RECORDS PROVIDED:

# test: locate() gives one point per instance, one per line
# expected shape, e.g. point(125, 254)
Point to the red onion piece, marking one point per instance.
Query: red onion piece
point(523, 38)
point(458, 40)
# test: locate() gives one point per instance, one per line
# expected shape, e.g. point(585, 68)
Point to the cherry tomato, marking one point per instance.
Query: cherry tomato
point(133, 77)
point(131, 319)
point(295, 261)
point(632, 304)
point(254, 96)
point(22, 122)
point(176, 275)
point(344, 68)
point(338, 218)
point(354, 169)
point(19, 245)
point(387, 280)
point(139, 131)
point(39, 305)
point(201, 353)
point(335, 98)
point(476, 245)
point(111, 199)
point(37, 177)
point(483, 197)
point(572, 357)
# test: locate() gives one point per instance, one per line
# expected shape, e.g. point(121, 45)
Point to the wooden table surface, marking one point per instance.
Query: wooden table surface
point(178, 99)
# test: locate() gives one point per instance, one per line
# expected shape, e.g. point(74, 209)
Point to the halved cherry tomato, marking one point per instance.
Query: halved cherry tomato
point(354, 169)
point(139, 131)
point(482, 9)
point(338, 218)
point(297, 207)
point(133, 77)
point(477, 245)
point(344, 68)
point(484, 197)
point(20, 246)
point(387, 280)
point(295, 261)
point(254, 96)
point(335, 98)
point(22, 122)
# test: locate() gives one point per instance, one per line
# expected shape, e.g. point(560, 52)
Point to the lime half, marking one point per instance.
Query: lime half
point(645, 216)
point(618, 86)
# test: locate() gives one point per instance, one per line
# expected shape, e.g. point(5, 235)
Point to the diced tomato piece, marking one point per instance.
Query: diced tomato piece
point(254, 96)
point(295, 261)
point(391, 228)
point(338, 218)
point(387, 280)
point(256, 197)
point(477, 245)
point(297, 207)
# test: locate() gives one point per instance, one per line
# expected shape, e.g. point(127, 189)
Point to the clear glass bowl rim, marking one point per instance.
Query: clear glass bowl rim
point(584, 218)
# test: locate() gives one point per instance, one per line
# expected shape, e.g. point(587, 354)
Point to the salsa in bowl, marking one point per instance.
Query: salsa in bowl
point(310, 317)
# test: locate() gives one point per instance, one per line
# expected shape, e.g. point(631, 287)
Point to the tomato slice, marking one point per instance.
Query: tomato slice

GOAL:
Present every line of the listing above as a numbered list, leaving out any blank lines.

THE OUTPUT:
1. # test: locate() gives one point per instance, one per line
2. # expected shape, e.g. point(125, 254)
3. Point to the red onion piece, marking one point per instance.
4. Query: red onion piece
5. point(523, 38)
6. point(458, 40)
7. # test: locate() gives one point per instance, one per line
8. # expected shape, e.g. point(585, 68)
9. Point to the cherry tomato, marking one point per instance.
10. Query: cherry tomato
11. point(133, 77)
12. point(131, 319)
13. point(295, 261)
14. point(632, 304)
15. point(254, 96)
16. point(22, 122)
17. point(176, 275)
18. point(344, 68)
19. point(338, 218)
20. point(354, 169)
21. point(19, 245)
22. point(387, 280)
23. point(139, 131)
24. point(39, 305)
25. point(201, 353)
26. point(335, 98)
27. point(476, 245)
28. point(111, 199)
29. point(37, 177)
30. point(483, 197)
31. point(572, 357)
32. # test: locate() gives one point per instance, one per line
33. # expected shape, e.g. point(121, 45)
34. Point to the wooden table surface, marking one point per instance.
35. Query: wooden table surface
36. point(178, 99)
37. # test: locate() gives one point per instance, one per line
38. # expected shape, e.g. point(74, 209)
39. Point to the halved cherry tomato, marking one point per instance.
40. Query: halved cherry tomato
41. point(354, 169)
42. point(139, 131)
43. point(482, 9)
44. point(338, 218)
45. point(297, 207)
46. point(133, 77)
47. point(477, 245)
48. point(344, 68)
49. point(484, 197)
50. point(20, 246)
51. point(387, 280)
52. point(295, 261)
53. point(254, 96)
54. point(335, 98)
55. point(22, 122)
56. # test: locate() gives one point per instance, one per line
57. # expected shape, e.g. point(560, 52)
58. Point to the lime half, marking one point per instance.
59. Query: lime half
60. point(645, 216)
61. point(618, 86)
62. # test: locate() gives one point per instance, one per line
63. # expected shape, e.g. point(5, 235)
64. Point to the diced tomato piece, marking one point per instance.
65. Query: diced tomato piece
66. point(254, 96)
67. point(295, 261)
68. point(391, 228)
69. point(338, 218)
70. point(387, 280)
71. point(256, 197)
72. point(477, 245)
73. point(297, 207)
74. # test: locate() gives one point per instance, one per line
75. # expected shape, e.g. point(127, 189)
76. Point to the clear glass bowl rim, marking one point per instance.
77. Query: clear glass bowl rim
78. point(584, 218)
79. # test: locate() gives one point per instance, one per line
80. # expected shape, e.g. point(587, 354)
81. Point to the salsa in bowl, marking one point per instance.
82. Query: salsa in bowl
83. point(310, 317)
84. # test: locate() gives one point per instance, one per line
85. # expected shape, e.g. point(631, 287)
86. Point to the tomato slice, marking one point per instance.
87. Query: tomato slice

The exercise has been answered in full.